PROBLEM REQUIREMENTS
Transcribe the records below word for word, beginning at their first line and continuing through the line containing "0, 0, 533, 374", with that line included.

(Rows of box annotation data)
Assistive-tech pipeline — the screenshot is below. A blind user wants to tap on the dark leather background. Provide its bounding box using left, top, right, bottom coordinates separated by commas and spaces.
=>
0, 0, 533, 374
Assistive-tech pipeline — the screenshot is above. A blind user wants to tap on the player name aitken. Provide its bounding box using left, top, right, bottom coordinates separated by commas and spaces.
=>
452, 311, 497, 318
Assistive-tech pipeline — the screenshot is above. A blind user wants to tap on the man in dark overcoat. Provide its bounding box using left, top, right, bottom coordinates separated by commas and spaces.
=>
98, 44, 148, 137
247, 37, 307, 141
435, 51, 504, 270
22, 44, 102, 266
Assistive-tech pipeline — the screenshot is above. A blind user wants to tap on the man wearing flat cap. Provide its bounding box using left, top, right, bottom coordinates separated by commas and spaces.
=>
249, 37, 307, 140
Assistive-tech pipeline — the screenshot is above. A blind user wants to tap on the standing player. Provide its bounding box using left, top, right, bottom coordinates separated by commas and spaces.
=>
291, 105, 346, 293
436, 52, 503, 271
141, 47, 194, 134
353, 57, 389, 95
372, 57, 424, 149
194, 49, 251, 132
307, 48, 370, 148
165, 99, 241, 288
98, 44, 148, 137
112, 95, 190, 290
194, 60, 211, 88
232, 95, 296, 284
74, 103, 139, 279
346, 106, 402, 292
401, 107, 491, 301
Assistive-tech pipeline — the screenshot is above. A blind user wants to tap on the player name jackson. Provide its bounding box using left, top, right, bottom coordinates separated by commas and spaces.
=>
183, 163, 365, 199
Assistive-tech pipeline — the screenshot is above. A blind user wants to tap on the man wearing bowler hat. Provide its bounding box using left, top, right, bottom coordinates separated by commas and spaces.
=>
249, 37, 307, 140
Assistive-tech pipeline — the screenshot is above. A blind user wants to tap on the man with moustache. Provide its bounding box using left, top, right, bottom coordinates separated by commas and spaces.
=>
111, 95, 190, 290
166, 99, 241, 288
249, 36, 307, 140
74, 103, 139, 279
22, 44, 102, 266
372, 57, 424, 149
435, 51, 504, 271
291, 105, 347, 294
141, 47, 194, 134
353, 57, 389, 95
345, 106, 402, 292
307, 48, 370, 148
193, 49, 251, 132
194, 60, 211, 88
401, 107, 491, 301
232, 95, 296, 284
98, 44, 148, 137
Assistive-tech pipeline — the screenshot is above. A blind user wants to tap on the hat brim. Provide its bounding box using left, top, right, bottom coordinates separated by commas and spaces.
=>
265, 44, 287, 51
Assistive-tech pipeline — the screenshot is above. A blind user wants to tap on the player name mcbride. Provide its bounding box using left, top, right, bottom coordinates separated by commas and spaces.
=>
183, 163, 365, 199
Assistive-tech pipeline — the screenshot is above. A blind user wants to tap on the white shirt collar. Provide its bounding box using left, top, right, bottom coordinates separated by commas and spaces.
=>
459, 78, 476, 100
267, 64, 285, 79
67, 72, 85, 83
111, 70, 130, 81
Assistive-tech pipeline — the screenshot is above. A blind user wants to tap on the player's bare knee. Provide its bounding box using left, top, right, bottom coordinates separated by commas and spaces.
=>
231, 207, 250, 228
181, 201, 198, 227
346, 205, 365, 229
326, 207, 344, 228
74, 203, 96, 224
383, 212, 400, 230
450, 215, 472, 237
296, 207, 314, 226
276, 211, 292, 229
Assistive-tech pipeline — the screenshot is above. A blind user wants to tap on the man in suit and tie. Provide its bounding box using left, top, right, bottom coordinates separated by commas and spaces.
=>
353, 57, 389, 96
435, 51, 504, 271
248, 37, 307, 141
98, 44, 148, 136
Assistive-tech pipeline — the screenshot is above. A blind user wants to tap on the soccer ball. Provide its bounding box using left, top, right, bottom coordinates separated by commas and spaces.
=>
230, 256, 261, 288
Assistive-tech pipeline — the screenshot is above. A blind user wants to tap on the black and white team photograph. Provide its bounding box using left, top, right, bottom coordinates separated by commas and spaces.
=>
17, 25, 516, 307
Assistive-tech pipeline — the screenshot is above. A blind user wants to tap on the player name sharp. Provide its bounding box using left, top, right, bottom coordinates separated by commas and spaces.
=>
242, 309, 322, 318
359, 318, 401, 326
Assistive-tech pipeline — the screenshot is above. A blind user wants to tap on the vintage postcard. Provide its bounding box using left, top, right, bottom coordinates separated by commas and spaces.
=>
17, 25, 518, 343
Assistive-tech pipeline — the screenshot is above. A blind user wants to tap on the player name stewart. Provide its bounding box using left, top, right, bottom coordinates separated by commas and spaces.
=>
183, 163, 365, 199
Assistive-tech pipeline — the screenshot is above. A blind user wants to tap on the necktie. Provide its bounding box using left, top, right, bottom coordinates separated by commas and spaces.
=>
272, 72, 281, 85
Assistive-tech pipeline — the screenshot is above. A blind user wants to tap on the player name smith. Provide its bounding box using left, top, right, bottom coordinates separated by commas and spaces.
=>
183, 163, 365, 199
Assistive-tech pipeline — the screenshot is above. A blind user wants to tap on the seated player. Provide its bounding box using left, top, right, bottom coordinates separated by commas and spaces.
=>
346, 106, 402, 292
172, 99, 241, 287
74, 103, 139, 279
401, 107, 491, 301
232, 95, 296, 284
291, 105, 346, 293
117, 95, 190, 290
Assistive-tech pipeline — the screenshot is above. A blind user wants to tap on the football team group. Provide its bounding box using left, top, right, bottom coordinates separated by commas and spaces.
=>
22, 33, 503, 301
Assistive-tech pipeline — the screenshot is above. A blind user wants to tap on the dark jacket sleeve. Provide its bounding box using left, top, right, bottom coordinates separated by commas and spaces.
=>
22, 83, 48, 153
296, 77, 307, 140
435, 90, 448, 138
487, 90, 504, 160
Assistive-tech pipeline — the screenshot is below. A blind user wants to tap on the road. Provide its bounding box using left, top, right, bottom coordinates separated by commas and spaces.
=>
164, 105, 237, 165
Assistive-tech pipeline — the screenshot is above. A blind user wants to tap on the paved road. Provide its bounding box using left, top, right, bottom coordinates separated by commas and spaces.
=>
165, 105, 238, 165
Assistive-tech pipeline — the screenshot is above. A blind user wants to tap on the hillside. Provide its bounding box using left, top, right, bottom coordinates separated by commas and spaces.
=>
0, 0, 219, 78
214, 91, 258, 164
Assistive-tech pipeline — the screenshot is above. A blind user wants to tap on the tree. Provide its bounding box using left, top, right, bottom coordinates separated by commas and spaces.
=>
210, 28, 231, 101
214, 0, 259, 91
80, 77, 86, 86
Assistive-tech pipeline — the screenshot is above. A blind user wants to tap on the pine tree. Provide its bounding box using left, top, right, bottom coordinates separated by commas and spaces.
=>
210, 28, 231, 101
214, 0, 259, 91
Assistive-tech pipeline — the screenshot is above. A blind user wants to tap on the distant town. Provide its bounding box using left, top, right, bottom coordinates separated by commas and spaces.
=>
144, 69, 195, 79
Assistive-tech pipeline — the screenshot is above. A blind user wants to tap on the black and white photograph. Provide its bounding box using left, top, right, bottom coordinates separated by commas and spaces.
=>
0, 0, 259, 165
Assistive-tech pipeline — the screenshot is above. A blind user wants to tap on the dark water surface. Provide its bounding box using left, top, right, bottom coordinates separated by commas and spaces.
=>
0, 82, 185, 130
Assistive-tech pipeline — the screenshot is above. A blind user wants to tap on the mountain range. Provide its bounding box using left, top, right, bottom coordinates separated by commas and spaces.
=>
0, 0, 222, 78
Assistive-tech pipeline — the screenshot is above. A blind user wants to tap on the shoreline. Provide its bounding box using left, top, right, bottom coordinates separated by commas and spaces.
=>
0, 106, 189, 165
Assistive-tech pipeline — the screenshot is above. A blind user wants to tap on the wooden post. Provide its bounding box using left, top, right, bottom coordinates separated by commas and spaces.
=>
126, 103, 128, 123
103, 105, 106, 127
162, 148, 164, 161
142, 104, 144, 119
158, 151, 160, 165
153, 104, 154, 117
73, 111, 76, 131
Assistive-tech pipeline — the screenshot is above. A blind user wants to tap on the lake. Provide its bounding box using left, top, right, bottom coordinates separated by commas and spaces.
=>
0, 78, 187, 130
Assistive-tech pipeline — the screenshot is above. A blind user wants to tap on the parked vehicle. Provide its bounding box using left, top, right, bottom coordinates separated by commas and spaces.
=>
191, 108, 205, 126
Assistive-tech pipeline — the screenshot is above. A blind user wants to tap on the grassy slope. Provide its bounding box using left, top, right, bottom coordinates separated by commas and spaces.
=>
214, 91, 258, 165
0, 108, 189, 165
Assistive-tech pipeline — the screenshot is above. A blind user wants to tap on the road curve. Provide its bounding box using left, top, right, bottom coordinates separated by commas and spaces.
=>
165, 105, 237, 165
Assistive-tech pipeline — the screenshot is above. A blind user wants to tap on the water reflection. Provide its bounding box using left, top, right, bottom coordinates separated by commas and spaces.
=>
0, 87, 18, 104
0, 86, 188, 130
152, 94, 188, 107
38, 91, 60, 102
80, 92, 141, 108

IN RESPONSE
Assistive-tech pipeline — the screenshot is below. A blind user wants to tap on the dark leather background. Provide its bounding box using left, top, right, bottom coordinates separated by commas and spaces.
=>
0, 0, 533, 374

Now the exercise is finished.